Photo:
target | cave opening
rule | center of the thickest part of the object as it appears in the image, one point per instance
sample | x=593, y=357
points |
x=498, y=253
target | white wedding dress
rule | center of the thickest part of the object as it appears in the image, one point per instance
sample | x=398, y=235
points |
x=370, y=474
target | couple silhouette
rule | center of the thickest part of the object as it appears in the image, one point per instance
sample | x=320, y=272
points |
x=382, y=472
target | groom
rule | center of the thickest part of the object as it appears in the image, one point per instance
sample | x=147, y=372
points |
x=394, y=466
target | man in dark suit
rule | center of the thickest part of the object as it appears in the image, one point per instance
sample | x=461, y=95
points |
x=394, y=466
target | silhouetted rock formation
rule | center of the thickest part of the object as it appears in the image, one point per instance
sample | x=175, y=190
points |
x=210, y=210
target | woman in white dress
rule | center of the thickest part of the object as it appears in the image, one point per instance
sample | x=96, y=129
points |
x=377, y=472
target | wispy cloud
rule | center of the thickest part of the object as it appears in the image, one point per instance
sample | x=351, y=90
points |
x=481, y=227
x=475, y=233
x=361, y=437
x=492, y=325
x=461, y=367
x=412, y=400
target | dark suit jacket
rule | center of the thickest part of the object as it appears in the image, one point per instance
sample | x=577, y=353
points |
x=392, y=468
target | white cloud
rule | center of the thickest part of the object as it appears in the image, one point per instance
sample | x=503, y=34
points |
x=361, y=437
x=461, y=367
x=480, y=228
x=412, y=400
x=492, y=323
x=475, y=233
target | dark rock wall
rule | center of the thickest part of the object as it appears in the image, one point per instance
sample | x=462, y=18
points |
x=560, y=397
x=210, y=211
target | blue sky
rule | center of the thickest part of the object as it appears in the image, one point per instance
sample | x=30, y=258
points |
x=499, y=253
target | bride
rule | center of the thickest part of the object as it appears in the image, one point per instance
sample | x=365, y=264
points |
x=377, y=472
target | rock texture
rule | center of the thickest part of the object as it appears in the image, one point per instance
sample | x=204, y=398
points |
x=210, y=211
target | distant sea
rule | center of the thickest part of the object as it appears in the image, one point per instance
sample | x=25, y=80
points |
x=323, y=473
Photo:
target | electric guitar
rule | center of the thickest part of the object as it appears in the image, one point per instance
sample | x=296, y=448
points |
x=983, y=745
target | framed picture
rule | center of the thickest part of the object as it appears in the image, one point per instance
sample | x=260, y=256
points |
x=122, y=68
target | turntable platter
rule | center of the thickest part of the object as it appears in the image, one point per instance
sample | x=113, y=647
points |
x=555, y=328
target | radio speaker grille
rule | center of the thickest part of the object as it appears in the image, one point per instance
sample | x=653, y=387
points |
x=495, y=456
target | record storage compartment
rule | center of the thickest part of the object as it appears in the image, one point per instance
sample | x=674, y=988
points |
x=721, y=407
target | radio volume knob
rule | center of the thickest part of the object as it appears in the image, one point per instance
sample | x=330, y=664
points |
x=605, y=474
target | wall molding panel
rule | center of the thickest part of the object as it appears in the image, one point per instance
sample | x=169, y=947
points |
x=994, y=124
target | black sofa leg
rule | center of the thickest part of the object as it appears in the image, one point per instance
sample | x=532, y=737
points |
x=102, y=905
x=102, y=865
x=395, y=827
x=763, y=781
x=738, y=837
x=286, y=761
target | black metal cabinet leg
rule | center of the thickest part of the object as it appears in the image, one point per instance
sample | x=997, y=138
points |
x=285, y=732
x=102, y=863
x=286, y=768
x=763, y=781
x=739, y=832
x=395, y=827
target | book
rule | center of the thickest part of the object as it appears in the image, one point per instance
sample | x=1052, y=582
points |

- Task requirements: Reproduce exactly, and with no other material, the lines between those holding "target | radio speaker grille" and "target | record storage compartment", inclusive.

- Your response:
target | radio speaker grille
rule | center of the thickest part of the object as it appears in the image, one point per instance
sample | x=653, y=387
points |
x=495, y=456
target | record storage compartment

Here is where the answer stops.